» **Instruções a seguir**: Extraia da listagem abaixo todas as linhas que contêm a palavra "target" e copie-as sem nenhuma alteração.

"""

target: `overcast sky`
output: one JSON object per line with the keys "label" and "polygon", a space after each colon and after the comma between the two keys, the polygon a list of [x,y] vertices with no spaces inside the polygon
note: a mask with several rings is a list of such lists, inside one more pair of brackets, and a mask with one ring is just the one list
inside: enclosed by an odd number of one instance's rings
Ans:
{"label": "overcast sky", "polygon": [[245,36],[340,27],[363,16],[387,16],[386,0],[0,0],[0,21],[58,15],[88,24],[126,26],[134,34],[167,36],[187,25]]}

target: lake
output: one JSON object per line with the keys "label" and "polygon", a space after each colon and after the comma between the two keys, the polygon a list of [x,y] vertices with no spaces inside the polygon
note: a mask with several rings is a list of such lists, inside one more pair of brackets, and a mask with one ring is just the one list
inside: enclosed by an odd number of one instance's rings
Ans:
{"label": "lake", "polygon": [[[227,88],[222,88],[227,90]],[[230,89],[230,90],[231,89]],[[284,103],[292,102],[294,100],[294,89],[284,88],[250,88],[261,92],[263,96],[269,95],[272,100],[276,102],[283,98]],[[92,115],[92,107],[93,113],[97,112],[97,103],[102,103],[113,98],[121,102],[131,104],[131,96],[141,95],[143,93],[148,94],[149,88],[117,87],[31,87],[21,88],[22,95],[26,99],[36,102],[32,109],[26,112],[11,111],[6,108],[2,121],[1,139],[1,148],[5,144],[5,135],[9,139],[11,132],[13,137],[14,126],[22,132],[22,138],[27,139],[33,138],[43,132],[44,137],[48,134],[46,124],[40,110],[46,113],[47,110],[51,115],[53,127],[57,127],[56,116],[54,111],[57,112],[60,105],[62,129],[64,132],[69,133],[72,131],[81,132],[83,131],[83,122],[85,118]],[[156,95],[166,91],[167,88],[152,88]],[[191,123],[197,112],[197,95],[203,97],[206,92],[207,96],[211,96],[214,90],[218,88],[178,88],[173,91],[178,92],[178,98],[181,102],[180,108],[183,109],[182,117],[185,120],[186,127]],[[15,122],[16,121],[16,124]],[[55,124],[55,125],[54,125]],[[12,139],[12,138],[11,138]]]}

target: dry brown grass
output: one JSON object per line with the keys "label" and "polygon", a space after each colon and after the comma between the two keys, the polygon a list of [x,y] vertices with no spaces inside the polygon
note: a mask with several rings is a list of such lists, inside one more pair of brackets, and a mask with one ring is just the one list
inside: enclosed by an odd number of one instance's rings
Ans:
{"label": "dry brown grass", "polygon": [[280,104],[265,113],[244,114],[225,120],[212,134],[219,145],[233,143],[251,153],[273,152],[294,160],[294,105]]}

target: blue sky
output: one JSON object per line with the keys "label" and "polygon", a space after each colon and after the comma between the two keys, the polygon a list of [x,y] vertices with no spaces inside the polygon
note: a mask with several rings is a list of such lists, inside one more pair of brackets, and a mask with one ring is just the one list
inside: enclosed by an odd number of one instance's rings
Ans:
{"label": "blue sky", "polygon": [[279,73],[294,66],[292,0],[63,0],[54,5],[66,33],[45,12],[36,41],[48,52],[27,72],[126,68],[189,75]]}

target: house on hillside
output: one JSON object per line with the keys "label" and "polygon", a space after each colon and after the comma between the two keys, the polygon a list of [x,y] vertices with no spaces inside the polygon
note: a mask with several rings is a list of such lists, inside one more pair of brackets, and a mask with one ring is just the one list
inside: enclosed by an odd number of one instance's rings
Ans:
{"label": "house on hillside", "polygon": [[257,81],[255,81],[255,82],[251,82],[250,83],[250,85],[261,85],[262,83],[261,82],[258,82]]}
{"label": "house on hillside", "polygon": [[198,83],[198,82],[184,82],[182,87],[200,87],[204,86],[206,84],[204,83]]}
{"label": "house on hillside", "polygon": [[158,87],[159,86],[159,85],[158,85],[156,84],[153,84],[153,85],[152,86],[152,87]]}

"""

» **Solução do exercício**:
target: `overcast sky`
target: lake
target: dry brown grass
target: blue sky
target: house on hillside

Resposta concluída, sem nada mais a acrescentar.